--- Records shown ---

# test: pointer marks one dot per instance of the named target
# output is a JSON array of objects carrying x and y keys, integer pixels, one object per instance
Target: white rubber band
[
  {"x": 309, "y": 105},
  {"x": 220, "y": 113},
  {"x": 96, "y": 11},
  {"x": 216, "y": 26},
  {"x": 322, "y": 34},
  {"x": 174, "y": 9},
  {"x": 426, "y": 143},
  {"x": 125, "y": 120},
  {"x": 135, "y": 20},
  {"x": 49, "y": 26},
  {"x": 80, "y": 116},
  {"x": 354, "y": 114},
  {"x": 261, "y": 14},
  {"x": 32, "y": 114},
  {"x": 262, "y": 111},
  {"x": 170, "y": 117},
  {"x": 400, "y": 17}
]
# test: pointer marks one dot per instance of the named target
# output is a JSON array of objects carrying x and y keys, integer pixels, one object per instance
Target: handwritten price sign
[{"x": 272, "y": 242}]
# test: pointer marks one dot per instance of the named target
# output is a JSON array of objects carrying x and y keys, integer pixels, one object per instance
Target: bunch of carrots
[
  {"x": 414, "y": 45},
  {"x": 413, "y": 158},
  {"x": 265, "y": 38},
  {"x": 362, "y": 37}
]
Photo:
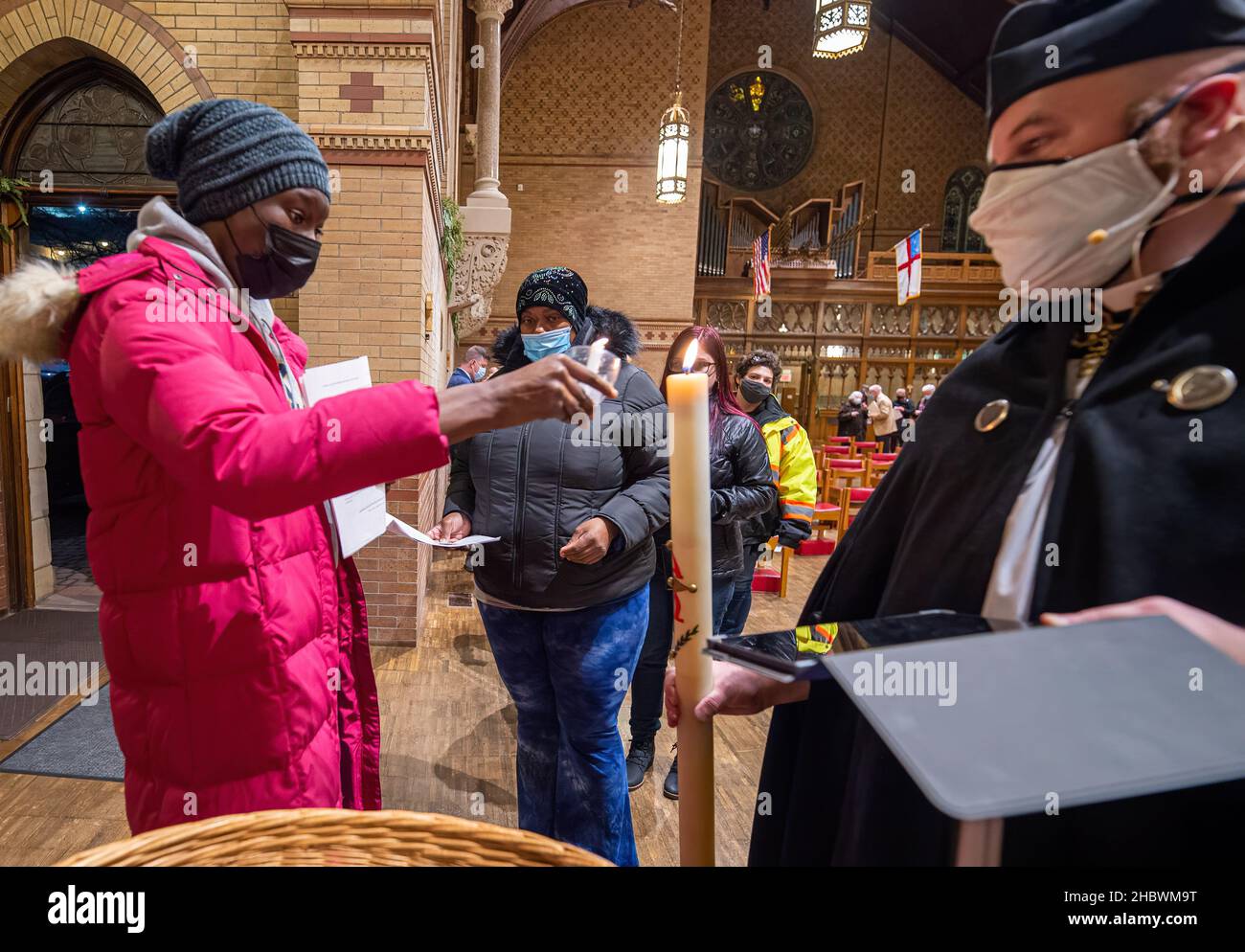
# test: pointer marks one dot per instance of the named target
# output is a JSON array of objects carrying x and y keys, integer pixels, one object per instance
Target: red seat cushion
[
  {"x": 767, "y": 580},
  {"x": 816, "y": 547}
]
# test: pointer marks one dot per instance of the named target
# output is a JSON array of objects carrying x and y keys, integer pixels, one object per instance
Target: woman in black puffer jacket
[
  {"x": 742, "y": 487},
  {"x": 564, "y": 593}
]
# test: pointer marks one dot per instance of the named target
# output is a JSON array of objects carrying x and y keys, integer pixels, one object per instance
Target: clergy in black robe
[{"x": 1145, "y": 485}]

---

## Short exercise
Quote all of the entries word for word, omitting any pictures.

## Response
# test: pointer marks one dot per instance of the named target
# output is a JSON array of objects carrying x and y keys, integer pixels, one object per instance
Target: white rubber band
[
  {"x": 309, "y": 105},
  {"x": 220, "y": 113},
  {"x": 96, "y": 11},
  {"x": 216, "y": 26},
  {"x": 322, "y": 34},
  {"x": 174, "y": 9},
  {"x": 426, "y": 143},
  {"x": 125, "y": 120},
  {"x": 135, "y": 20},
  {"x": 49, "y": 26},
  {"x": 80, "y": 116},
  {"x": 354, "y": 114},
  {"x": 261, "y": 14},
  {"x": 32, "y": 114},
  {"x": 262, "y": 111},
  {"x": 170, "y": 117},
  {"x": 400, "y": 17}
]
# test: pointer marks one dot per instance of the named target
# output is a JSON array of objects carrying x and y keys, integer pixels, one object per instance
Target: handwritten price sign
[{"x": 272, "y": 242}]
# test: pointer marks one dot per instance of the named target
# output is a JSON array of objects carrying x and y keys, integer pixels, one object per instance
Target: bunch of carrots
[
  {"x": 414, "y": 45},
  {"x": 413, "y": 158},
  {"x": 265, "y": 38},
  {"x": 362, "y": 37}
]
Photo:
# test: pointer marks one dot per instance of the named target
# output is a JSON array of objects carrying x and y keys, integer pixels, one object per instance
Target: red seat cushion
[
  {"x": 767, "y": 580},
  {"x": 816, "y": 547}
]
# test: pointer marks one dot per instance of the named target
# output is a JSON array of objects carrying x and y keys, integer pixels, one object per instance
Target: woman in black puffer jacket
[
  {"x": 742, "y": 487},
  {"x": 564, "y": 593}
]
# test: pointer marks one dot per instance of the named target
# output is a JSON array of objects carrying x and y keys, integer pixels, one object per instance
Target: clergy in black robe
[{"x": 1145, "y": 485}]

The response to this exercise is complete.